== AVAILABLE DATA
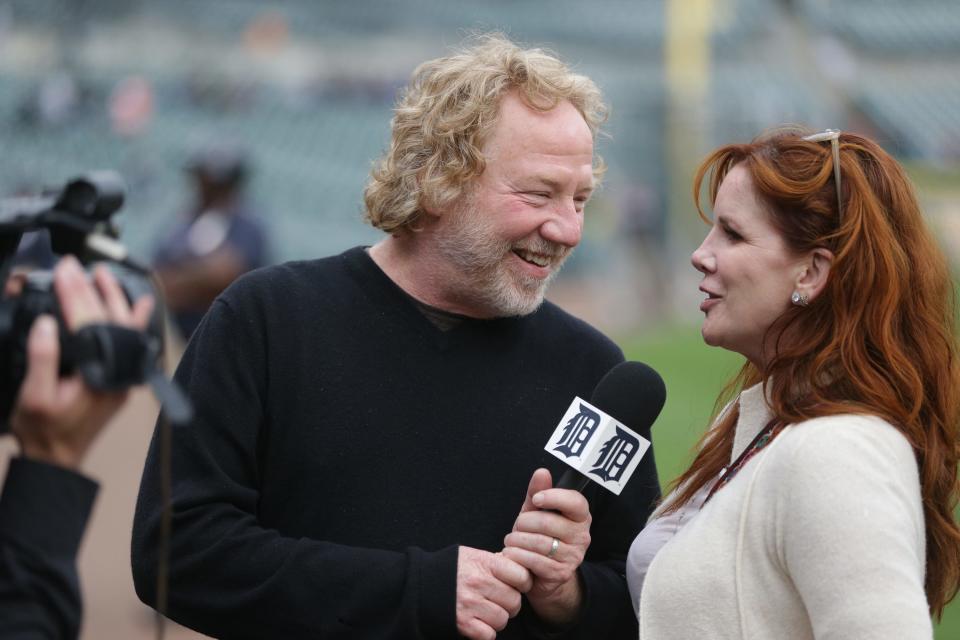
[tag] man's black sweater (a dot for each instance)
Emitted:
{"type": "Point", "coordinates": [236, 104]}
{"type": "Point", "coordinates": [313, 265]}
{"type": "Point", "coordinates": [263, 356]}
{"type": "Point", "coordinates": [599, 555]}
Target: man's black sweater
{"type": "Point", "coordinates": [344, 447]}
====
DIRECTIONS: Omit every picture while transcribing the records above exactly.

RESULT OF THIS EXERCISE:
[tag] man's black sweater (a dot for each instance)
Emitted:
{"type": "Point", "coordinates": [236, 104]}
{"type": "Point", "coordinates": [313, 265]}
{"type": "Point", "coordinates": [263, 356]}
{"type": "Point", "coordinates": [599, 555]}
Target: man's black sweater
{"type": "Point", "coordinates": [344, 447]}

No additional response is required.